(Items drawn from a data source)
.....
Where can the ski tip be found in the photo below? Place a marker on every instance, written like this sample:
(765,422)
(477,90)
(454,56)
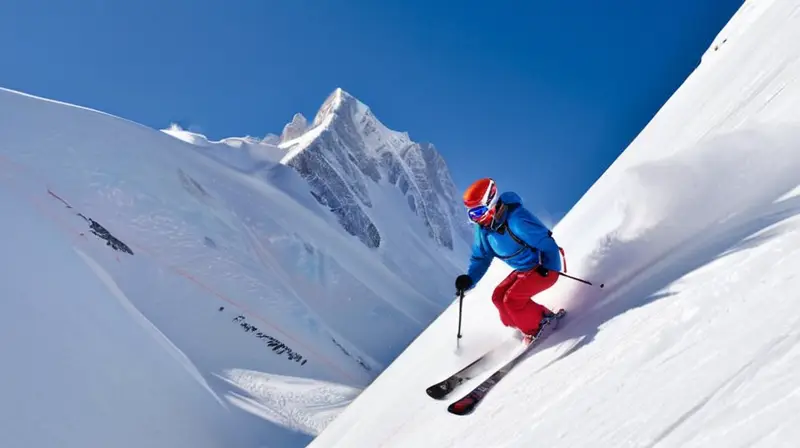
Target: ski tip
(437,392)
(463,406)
.....
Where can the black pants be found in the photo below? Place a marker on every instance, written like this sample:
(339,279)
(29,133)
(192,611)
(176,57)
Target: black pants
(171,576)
.....
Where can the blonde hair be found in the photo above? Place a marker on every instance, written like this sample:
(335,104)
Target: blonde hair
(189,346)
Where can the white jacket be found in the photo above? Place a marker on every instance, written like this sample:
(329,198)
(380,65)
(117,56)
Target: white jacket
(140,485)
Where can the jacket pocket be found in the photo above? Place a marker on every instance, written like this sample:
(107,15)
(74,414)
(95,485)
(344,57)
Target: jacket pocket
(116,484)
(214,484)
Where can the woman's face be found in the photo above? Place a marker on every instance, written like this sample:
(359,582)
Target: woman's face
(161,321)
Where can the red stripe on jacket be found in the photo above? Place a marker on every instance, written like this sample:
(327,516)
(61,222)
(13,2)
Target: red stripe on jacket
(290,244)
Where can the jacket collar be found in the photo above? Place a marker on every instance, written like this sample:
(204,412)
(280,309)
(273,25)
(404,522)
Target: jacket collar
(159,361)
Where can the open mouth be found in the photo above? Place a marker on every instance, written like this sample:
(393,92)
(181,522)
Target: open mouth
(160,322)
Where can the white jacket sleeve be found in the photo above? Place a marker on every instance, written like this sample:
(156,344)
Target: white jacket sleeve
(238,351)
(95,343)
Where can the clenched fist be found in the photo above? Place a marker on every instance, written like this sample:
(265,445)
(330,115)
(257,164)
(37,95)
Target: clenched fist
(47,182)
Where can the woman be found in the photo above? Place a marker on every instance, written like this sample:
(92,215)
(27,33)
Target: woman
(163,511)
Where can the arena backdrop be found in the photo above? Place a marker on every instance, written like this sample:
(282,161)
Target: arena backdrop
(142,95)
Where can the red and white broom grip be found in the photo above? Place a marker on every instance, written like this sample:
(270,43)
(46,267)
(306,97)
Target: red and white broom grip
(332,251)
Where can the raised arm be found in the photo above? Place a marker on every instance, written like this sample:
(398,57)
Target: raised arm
.....
#### SET EXERCISE
Select every line of the listing above that contains the string "backdrop", treating uppercase and lowercase letters as distinct.

#### EXERCISE RESULT
Where can the arena backdrop be found in the photo above? Place a marker on every instance, written like this sample:
Target: arena backdrop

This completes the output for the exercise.